Task directions: Only one stretch of the records below is wanted: the lines from the one holding "Target: night sky" through the one holding "Target: stadium seat". Return it exactly, both ends included.

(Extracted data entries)
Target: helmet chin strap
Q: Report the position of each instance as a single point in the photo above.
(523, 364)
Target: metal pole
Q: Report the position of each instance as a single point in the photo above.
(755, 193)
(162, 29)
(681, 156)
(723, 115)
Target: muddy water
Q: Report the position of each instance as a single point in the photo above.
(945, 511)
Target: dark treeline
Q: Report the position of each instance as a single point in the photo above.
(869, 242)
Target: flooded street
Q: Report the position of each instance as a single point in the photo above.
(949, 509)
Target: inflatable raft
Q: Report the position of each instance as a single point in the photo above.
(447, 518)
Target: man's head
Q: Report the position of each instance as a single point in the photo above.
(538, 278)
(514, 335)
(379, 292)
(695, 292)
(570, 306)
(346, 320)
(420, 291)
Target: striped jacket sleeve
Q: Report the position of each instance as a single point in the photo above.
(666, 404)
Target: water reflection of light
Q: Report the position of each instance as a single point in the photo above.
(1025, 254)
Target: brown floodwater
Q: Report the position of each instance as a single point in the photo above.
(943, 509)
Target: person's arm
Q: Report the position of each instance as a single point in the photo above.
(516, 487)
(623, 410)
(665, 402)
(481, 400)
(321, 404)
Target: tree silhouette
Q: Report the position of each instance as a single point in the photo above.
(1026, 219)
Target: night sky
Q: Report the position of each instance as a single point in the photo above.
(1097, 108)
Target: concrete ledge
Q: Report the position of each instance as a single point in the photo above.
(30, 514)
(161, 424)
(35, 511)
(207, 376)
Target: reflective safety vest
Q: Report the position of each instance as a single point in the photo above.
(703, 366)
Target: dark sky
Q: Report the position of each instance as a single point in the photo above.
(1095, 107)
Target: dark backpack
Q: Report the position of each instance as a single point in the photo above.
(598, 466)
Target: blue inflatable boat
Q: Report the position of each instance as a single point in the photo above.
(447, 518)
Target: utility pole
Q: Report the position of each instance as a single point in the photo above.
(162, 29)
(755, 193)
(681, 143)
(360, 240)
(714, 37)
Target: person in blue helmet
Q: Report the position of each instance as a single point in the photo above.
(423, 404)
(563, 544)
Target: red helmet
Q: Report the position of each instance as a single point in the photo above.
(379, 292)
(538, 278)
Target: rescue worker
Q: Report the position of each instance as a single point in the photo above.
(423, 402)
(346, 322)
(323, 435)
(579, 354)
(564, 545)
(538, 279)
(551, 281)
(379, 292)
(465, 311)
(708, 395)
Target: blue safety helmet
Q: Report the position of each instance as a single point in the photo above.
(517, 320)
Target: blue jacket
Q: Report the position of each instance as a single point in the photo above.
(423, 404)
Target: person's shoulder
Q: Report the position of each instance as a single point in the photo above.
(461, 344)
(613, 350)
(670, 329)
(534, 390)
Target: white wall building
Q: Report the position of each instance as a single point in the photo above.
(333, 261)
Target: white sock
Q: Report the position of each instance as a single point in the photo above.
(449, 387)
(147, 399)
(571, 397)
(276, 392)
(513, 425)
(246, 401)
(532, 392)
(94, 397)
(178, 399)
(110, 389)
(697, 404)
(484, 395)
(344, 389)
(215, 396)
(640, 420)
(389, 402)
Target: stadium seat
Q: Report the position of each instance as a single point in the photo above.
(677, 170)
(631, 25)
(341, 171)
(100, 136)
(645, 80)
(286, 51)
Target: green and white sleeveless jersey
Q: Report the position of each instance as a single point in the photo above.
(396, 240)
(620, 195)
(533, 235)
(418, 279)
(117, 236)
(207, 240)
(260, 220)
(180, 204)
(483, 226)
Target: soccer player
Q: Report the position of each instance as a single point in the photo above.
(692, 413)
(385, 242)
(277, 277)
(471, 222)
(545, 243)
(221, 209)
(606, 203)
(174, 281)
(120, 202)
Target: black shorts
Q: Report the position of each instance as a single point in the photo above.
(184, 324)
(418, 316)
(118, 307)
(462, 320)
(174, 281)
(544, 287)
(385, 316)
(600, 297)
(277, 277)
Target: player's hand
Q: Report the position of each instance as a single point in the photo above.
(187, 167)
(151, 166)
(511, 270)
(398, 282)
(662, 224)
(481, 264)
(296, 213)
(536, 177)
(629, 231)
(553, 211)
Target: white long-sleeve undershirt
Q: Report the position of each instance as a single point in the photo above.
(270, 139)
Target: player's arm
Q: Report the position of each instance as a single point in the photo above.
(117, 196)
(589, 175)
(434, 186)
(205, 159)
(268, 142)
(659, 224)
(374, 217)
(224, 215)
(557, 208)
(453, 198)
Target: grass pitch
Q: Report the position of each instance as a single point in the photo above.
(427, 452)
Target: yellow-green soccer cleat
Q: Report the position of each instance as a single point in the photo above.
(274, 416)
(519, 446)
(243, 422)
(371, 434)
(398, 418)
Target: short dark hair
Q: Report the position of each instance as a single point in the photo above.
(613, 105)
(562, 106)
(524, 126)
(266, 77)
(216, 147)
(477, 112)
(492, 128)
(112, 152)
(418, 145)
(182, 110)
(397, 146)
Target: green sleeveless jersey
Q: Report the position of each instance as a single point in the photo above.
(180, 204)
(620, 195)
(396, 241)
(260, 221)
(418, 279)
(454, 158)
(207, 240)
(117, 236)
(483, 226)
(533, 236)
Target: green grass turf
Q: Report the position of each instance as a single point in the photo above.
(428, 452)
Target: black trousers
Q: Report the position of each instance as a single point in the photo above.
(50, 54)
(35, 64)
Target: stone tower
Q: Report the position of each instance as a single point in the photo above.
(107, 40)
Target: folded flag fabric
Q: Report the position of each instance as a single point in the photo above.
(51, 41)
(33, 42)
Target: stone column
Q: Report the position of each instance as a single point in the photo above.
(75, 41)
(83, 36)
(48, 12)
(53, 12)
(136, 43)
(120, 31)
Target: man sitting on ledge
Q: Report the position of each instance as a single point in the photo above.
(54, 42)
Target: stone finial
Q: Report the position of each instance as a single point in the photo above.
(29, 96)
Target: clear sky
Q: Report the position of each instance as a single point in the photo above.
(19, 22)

Answer for the task:
Target: night sky
Q: Report the position of each instance as a single point in the photo above.
(1097, 108)
Target: concrete ledge
Q: Report the position of each instance as a single point in the photo above.
(30, 514)
(161, 424)
(35, 511)
(207, 376)
Target: reflective safety vest
Q: Report the position of each instance as a single point in the photo above.
(703, 366)
Target: dark sky
Q: Report the position of each instance as a single point in the photo above.
(1095, 107)
Target: dark backpack
Q: Report the position of each instance as a single point in the photo above.
(598, 466)
Target: blue inflatable boat
Q: Report the position of each instance as a single point in the photo above.
(447, 518)
Target: utility pole
Q: Report the position of each instance as a single point in the photo above.
(162, 29)
(755, 193)
(681, 143)
(360, 240)
(714, 37)
Target: person in blue helmet
Q: Report the position of each instance as a single point in the photo above.
(423, 404)
(563, 544)
Target: red helmet
Q: Report the position of each instance as a single point in the photo above.
(379, 292)
(538, 278)
Target: rescue worker
Q: Report the position of each instance as a single point in the photo above.
(423, 402)
(346, 322)
(323, 435)
(579, 354)
(564, 545)
(538, 279)
(551, 281)
(379, 292)
(465, 311)
(708, 395)
Target: blue safety helmet
Q: Report the position of each instance as a single point in the photo above.
(517, 320)
Target: blue jacket
Q: Report the position of each instance as a single point in the photo above.
(423, 404)
Target: person's shoulder
Q: Report the position of each instance as a single point in the photo above.
(461, 344)
(613, 350)
(670, 329)
(534, 390)
Target: white wall building
Q: Report the position of each instance as a single point in the photo above.
(333, 261)
Target: white sock
Q: Report the position of each instance as a single point in the photo above.
(449, 387)
(147, 399)
(571, 397)
(276, 392)
(513, 425)
(246, 401)
(532, 392)
(94, 397)
(178, 399)
(110, 389)
(697, 404)
(484, 395)
(344, 389)
(215, 396)
(640, 420)
(389, 402)
Target: stadium seat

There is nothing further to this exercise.